Text block:
::::::::

In This Posting, I gave much thought, to how the ‘Digital Audio Workstation’ named QTractor might hypothetically do a sample-rate conversion.

I thought of several combinations, of “Half-Band Filters” that are based on the Sinc Function, and ‘Polynomial Smoothing’. The latter possibility would have often caused a computational penalty. But there was one, simpler combination of methods, which I did not think of.

QTractor uses a GPL Linux library named ‘libsamplerate‘. Its premise starts out with the idea, that a number of Half-Band Filters can be applied in correct sequences with 2x oversampling or 2x down-sampling, to achieve a variety of effects.

But then, ‘libsamplerate‘ does something ingenious in its simplicity: A Linear Interpolation! Linear interpolation will not offer as clean a spectrum as polynomial smoothing will in one step. But then, this library makes up for that, by just offering a finer resolution of oversampling, if the client application chooses it.

This library offers three quality levels:

  1. SRC_SINC_FASTEST
  2. SRC_SINC_MEDIUM_QUALITY
  3. SRC_SINC_BEST_QUALITY

 

Now, in This Posting, I identified an additional issue which arises, when we are doing an “Arbitrary Re-Sampling” and down-sampling. This issue was, that the source stream contains frequency components that are higher than the output stream Nyquist Frequency, and which need to be eliminated, even though the output stream is not in sync with the source stream.

::::::::

Tasks to complete:
- a) In the text on sample-rate conversion, which GPL Linux library does QTractor use?
- b) Pull out the passage of the sample-rate conversion text starting with "Now, in This" and going on through "the source stream.".

Extracted entries:
::::::::

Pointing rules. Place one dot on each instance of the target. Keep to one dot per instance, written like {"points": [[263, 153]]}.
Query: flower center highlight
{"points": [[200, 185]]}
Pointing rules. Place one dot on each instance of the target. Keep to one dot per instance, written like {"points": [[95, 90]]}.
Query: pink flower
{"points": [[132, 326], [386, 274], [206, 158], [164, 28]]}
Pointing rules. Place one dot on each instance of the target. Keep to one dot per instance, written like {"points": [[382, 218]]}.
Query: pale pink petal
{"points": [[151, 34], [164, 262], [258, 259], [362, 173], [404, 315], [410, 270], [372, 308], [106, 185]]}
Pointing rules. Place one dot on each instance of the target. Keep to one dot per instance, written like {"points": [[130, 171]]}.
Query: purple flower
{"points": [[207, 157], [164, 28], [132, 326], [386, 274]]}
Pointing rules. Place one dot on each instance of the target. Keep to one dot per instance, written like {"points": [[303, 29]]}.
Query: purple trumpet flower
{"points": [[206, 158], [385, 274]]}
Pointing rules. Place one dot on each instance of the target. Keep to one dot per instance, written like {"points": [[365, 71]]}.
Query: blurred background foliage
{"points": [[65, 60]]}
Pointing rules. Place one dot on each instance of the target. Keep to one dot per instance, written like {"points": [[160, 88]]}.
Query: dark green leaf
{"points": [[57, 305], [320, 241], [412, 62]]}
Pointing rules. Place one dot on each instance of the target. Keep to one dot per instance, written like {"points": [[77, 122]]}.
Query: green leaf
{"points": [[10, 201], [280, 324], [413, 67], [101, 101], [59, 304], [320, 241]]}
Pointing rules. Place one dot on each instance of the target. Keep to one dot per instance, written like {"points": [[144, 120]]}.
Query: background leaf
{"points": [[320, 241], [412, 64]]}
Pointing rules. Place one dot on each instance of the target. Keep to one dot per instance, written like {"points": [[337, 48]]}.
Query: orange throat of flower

::::::::

Set of answers:
- a) QTractor uses libsamplerate.

- b)
Now, in This Posting, I identified an additional issue which arises, when we are doing an “Arbitrary Re-Sampling” and down-sampling. This issue was, that the source stream contains frequency components that are higher than the output stream Nyquist Frequency, and which need to be eliminated, even though the output stream is not in sync with the source stream.